文:尾形聡子
愛犬に元気に長生きして欲しいと願うのは犬と暮らす人の常。しかし加齢とともに細胞は刻一刻と老化していきます。『テロメア』と呼ばれる、染色体の端に存在する構造は細胞の老化に大きく関与するもののひとつと考えられています。では、テロメアとはいったい何なのでしょうか。人の寿命を決めているものだといったことを聞いたことがある方もいるでしょう。
テロメアとは?
テロメアとは、人や犬などの哺乳類、昆虫や植物の染色体の両端に存在する、DNA の特殊な繰り返し配列のことをいいます。人には23対の、犬には39対ある染色体すべての両端に必ずテロメアと呼ばれる部分があります。染色体は身体を構成する細胞内に存在する核の中にありますが、ひとつの細胞がふたつに分裂する時、新しい細胞も同じ染色体セットを持つようにするため、染色体は複製されて倍になります。例外的に、生殖細胞の精子と卵子は特殊な細胞分裂の方法をとるのですが、それ以外の体細胞はすべて、『ひとつの細胞の中で染色体を複製する⇒細胞分裂してふたつの細胞に分かれる』という流れを繰り返し、新しい細胞を作り出しています。

## 課題の内容
テロメアについての上の文章のうち、「テロメアとは、人や犬などの哺」から「しい細胞を作り出しています。」までをすべて、一字も変えずに書き出してください。

## 記録の抜粋
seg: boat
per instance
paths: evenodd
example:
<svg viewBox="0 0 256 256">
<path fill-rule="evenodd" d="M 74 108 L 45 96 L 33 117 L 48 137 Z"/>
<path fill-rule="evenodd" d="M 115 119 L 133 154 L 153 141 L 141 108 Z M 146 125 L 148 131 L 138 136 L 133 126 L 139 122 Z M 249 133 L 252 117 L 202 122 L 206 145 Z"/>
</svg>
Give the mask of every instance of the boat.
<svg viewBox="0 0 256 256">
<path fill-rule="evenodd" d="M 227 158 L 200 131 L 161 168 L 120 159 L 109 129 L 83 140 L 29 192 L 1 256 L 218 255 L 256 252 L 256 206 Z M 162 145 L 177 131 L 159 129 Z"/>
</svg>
---
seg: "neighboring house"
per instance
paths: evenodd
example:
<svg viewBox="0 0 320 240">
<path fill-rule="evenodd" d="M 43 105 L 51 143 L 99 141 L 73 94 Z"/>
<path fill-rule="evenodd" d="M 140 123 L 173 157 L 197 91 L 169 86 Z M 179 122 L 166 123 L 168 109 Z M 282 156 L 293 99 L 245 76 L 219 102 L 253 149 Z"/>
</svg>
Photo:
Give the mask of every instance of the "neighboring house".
==
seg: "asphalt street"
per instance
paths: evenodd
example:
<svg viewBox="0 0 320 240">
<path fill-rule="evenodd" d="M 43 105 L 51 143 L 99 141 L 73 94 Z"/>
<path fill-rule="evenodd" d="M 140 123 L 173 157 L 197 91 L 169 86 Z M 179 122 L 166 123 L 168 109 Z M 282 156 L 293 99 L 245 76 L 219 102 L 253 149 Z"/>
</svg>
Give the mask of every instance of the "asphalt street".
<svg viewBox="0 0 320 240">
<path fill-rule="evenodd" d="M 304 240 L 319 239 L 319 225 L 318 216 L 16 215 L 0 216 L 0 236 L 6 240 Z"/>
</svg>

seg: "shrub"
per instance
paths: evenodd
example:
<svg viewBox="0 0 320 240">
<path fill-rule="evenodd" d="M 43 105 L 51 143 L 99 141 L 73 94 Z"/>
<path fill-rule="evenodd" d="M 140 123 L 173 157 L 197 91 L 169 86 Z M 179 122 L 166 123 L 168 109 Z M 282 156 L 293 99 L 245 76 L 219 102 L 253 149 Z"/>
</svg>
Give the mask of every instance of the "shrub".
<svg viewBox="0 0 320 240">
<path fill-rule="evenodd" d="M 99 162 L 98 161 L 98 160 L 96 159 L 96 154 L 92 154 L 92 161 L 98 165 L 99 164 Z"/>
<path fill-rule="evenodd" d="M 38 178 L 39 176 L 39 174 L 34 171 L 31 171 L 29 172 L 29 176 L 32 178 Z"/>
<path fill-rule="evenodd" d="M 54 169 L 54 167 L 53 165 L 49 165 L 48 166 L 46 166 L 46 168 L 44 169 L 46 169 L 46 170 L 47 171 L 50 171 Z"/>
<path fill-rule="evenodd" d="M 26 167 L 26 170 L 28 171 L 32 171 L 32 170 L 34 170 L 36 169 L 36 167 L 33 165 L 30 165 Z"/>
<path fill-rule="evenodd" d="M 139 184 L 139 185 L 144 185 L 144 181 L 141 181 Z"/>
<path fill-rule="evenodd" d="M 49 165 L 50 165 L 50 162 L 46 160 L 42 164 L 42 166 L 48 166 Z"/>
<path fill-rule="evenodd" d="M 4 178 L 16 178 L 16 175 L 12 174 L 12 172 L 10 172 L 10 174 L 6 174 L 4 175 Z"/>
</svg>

## 回答欄
テロメアとは、人や犬などの哺乳類、昆虫や植物の染色体の両端に存在する、DNA の特殊な繰り返し配列のことをいいます。人には23対の、犬には39対ある染色体すべての両端に必ずテロメアと呼ばれる部分があります。染色体は身体を構成する細胞内に存在する核の中にありますが、ひとつの細胞がふたつに分裂する時、新しい細胞も同じ染色体セットを持つようにするため、染色体は複製されて倍になります。例外的に、生殖細胞の精子と卵子は特殊な細胞分裂の方法をとるのですが、それ以外の体細胞はすべて、『ひとつの細胞の中で染色体を複製する⇒細胞分裂してふたつの細胞に分かれる』という流れを繰り返し、新しい細胞を作り出しています。